• EXCERPT PROVIDED:
+-------+

Start reading more classic literature

>start reading more classic literature
>begin to develop an actual sense of aesthetic taste and objectivity
>realize almost all recent books within the past 20 years are garbage

What are some objectively good recent books?

Authors to read you are too autistic to read that are objectively good, that you haven't heard of because you aren't read.

Svetlana Alexievich, Mo Yan, Doris Lessing, J. M. Coetzee, Herta Müller, Alice Munro

...

bump

I already answered your question. Go out and read, you can do it

Nobel shilling aside, I like how the birthday hat fits over that pepe.

>I won't read the nobel prize winners because I'm not afraid of liberal bias

pic related is about it desu senpai

>begin to develop an actual sense of aesthetic taste and objectivity
No. What happened is that you developed your taste for the older books.

+-------+

• INPUT DATA:
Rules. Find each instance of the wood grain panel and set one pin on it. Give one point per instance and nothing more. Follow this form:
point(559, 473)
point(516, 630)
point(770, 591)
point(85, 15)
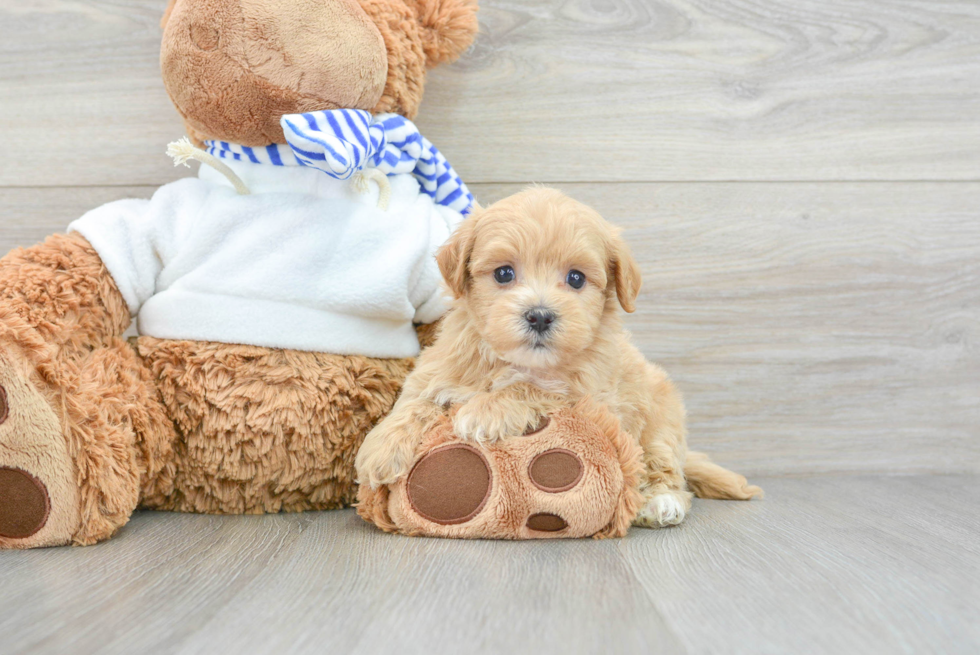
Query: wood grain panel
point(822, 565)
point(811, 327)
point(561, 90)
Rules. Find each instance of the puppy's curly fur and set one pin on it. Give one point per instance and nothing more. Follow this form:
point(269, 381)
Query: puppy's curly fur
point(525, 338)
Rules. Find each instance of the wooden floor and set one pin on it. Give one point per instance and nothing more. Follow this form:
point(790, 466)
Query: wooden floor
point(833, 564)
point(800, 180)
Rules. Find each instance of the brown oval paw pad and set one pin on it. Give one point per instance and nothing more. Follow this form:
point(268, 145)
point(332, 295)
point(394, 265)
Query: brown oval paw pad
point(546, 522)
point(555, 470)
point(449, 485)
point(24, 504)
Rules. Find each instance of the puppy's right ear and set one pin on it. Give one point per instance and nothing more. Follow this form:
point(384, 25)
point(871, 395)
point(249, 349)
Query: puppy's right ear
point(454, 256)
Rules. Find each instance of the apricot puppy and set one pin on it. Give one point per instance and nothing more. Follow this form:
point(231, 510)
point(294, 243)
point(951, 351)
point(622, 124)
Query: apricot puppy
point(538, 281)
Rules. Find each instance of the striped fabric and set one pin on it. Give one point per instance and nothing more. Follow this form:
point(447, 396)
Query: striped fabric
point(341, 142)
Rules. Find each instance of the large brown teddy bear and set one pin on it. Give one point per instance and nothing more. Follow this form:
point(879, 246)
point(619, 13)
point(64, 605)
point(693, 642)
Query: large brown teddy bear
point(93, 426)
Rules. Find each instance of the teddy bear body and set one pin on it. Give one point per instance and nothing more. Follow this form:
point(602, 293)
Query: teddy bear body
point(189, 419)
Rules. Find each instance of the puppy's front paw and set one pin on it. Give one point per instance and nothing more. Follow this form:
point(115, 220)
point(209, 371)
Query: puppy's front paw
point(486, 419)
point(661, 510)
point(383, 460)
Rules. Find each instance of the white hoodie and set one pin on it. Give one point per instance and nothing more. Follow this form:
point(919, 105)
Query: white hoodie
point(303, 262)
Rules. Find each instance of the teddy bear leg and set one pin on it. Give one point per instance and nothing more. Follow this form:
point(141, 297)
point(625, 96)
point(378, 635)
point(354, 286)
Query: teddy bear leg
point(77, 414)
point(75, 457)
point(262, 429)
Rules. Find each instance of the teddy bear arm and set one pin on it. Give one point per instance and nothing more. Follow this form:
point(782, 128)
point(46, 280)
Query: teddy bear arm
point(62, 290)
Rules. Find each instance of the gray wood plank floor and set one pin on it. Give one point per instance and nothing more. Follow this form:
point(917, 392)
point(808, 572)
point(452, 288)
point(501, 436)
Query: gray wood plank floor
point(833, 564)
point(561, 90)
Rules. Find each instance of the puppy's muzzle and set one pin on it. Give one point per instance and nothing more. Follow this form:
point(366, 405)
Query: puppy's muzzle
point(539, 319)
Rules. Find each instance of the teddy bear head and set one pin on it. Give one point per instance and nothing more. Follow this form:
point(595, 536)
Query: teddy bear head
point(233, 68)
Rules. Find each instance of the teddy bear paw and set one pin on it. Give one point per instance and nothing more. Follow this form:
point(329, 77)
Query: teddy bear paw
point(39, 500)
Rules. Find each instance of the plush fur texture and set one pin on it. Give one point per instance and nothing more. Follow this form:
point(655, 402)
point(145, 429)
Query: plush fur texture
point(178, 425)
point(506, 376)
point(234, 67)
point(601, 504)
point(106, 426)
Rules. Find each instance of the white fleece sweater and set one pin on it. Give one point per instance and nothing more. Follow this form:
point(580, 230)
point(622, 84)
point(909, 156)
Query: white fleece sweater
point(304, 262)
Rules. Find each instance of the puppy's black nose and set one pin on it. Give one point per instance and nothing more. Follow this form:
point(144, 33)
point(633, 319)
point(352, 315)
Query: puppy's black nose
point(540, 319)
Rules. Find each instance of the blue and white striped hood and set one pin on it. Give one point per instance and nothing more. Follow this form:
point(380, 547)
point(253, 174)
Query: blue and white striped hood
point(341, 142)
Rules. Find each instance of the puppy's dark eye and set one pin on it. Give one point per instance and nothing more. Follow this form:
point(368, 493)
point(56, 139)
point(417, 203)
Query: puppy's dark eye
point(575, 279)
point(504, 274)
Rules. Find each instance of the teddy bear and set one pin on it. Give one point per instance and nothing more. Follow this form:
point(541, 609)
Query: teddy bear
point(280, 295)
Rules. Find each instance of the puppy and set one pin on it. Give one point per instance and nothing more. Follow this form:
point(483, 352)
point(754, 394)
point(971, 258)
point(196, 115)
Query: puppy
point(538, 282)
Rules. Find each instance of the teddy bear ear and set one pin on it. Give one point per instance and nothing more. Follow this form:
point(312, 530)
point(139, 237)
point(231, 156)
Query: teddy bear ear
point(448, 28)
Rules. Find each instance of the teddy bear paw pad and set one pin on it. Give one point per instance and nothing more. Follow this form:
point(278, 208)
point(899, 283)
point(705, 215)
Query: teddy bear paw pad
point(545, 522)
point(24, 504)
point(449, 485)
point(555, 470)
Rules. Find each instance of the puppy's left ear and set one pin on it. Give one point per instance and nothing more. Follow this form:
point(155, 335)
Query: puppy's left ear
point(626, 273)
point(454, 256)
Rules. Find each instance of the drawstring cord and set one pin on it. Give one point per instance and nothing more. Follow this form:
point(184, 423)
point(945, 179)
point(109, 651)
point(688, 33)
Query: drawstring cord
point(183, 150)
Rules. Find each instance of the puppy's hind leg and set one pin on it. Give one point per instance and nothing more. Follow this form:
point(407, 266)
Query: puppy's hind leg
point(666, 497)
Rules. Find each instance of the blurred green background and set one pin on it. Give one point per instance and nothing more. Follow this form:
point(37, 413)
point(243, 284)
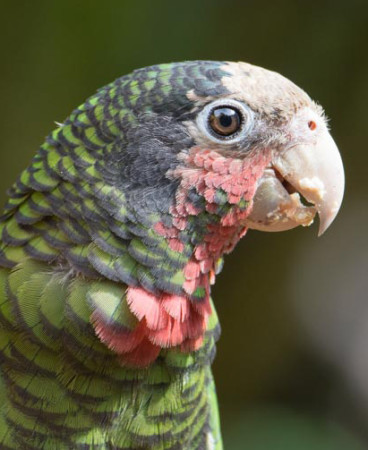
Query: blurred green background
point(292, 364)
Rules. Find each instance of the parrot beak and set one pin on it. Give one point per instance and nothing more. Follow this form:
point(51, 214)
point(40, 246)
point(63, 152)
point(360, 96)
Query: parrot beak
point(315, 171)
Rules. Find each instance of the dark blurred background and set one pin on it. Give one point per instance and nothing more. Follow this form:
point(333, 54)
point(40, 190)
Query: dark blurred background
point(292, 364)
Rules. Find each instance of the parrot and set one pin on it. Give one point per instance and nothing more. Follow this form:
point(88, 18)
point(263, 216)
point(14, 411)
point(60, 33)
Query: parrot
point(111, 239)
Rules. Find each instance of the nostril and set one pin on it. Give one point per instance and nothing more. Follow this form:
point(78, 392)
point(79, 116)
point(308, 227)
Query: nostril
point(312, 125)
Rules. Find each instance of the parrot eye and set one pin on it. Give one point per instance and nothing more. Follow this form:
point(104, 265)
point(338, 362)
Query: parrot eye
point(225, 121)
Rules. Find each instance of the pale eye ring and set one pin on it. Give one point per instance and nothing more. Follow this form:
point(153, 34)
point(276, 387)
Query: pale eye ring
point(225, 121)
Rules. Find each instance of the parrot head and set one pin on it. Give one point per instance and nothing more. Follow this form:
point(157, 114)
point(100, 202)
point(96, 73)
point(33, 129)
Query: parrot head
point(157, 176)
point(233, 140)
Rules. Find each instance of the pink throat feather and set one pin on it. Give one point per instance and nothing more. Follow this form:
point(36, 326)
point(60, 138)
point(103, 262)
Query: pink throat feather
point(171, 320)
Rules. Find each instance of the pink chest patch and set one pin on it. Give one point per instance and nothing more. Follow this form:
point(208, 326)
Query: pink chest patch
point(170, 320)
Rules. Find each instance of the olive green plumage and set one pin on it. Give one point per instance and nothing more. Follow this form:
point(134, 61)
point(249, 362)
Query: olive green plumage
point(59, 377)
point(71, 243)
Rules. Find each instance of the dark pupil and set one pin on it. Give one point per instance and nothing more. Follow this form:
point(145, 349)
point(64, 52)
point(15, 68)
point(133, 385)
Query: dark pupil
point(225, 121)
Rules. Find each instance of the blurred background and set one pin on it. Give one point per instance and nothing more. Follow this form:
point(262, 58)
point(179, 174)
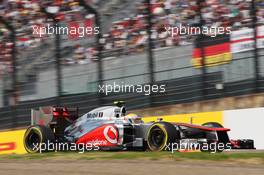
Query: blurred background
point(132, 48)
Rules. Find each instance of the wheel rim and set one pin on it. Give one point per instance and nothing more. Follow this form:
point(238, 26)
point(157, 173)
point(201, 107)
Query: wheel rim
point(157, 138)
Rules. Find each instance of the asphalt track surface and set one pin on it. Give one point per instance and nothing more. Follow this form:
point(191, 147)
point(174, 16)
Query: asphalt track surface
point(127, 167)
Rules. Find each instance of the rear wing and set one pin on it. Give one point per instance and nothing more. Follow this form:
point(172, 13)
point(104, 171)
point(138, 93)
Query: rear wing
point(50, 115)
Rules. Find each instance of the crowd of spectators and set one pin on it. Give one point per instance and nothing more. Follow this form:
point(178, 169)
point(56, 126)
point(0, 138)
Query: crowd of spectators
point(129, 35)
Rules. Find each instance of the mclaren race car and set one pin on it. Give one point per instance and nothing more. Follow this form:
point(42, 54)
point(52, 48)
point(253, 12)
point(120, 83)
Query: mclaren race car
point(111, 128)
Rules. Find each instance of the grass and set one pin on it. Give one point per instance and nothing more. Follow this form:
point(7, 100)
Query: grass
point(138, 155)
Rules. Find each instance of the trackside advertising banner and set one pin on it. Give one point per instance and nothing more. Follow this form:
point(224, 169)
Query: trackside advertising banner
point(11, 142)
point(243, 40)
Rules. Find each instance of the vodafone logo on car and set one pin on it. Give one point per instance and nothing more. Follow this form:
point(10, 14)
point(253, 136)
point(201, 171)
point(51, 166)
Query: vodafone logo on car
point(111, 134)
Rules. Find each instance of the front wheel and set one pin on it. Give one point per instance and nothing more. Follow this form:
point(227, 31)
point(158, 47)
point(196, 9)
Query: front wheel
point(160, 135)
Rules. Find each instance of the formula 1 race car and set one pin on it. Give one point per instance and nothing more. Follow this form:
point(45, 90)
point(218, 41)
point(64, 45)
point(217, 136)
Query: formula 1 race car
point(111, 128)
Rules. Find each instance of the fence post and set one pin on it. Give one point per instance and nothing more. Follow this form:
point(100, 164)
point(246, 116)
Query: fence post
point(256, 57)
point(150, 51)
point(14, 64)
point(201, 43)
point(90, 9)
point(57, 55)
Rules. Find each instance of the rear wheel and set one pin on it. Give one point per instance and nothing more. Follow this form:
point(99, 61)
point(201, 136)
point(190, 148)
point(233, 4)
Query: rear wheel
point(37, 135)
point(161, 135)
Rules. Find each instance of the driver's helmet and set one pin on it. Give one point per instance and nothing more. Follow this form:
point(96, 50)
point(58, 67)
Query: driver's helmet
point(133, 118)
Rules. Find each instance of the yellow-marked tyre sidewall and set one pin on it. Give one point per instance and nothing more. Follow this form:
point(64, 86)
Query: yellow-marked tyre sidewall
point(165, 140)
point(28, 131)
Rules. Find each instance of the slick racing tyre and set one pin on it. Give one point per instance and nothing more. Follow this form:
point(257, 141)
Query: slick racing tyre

+-------+

• WHAT TO WORK ON:
1) In the thread on classic literature, what does the final reply say actually happened?
2) Please copy the part of the thread on classic literature starting with "Authors to read" and going on through "over that pepe.".

• ANSWER LIST:
1) The reader developed a taste for the older books.

2)
Authors to read you are too autistic to read that are objectively good, that you haven't heard of because you aren't read.

Svetlana Alexievich, Mo Yan, Doris Lessing, J. M. Coetzee, Herta Müller, Alice Munro

...

bump

I already answered your question. Go out and read, you can do it

Nobel shilling aside, I like how the birthday hat fits over that pepe.